Background: Titanium (Ti) and Ti alloys are known to have good mechanical properties with high corrosion resistance and excellent biocompatibility. Doping of silver ions onto a titanium dioxide based surface resulted in the movement of the absorption to a longer wavelength due to a change in the electronic and optical properties of TiO2 and thereby increasing the antibacterial effect.
Aim: This work was done to investigate the effectivity of nanoparticles of TiO2 doped with 0.3% wt of silver prepared by sol-gel technique, as an anti-bacterial agent against Pseudomonas aeruginosa from clinical samples.
Materials and Methods: TiO2 with 0.3% silver as additive was systematically assessed on 25 Pseudomonas aeruginosa isolates from various clinical samples and incubated in dark, in visible light and under UV radiation for the antibacterial effect. After each hour of incubation, the isolates were inoculated onto Mueller Hinton agar.

**Check your understanding:**
1 > According to the abstract on silver-doped titanium dioxide, why does adding silver ions to a titanium dioxide surface increase its antibacterial effect?
2 > Carry on the abstract on silver-doped titanium dioxide from its last sentence.
The entries are separate material and not part of the abstract.

**Study material:**
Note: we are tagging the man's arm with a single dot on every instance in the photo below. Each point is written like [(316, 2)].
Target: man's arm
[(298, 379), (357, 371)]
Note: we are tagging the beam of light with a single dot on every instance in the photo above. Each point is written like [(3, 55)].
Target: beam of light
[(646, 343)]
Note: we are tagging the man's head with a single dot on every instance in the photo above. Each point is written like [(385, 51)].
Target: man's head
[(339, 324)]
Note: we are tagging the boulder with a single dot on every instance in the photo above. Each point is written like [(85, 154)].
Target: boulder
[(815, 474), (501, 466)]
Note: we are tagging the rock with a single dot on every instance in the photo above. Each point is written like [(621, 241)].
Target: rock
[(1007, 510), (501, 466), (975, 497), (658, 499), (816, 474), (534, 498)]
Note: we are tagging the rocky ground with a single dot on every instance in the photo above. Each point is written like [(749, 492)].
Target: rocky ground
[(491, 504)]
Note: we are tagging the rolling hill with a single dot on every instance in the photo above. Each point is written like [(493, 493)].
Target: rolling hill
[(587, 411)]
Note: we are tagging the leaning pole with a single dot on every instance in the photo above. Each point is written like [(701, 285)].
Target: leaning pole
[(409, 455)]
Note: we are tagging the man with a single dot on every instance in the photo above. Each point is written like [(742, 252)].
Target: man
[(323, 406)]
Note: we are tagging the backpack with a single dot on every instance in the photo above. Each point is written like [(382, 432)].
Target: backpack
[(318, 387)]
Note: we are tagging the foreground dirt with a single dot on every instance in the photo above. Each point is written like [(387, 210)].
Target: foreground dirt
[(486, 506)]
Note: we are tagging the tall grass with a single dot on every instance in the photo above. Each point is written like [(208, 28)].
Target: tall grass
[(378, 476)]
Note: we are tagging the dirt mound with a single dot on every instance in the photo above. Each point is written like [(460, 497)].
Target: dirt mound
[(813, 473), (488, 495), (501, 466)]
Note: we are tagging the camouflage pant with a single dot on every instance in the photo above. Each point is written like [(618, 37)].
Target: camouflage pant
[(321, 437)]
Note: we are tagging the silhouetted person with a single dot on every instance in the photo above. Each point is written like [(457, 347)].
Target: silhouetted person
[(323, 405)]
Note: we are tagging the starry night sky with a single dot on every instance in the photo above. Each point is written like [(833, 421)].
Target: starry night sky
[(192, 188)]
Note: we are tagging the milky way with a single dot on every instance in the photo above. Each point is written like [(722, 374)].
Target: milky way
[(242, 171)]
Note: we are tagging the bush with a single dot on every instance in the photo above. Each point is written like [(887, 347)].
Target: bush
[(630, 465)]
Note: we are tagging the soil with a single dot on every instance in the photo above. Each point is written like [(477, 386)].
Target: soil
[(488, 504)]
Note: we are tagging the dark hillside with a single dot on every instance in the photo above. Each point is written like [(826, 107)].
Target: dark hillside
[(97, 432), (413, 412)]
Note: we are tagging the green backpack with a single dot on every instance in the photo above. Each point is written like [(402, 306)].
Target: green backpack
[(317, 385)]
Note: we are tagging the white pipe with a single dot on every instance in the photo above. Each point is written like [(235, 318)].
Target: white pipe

**Answers to the exercise:**
1 > Doping silver ions onto a titanium dioxide surface changes the electronic and optical properties of TiO2. This shifts its absorption to a longer wavelength, which increases the antibacterial effect.

2 >
Results: The viable colonies diminished within 2 h of incubation under UV irradiation, while under visible light, the number of viable colonies was highly reduced after 3 h. Under dark, the reduction was considerably slower, taking 6 h, while in all the light conditions the control, which had no exposure to nanoparticles, showed no reduction in the number of colonies.
Conclusion: TiO2 with Ag as an additive is highly effective as an antibacterial agent on many human pathogens including Pseudomonas aeruginosa, which is notorious in causing hospital acquired infections. TiO2 with 0.3 wt (%) Ag is most effective under UV irradiation and least in dark.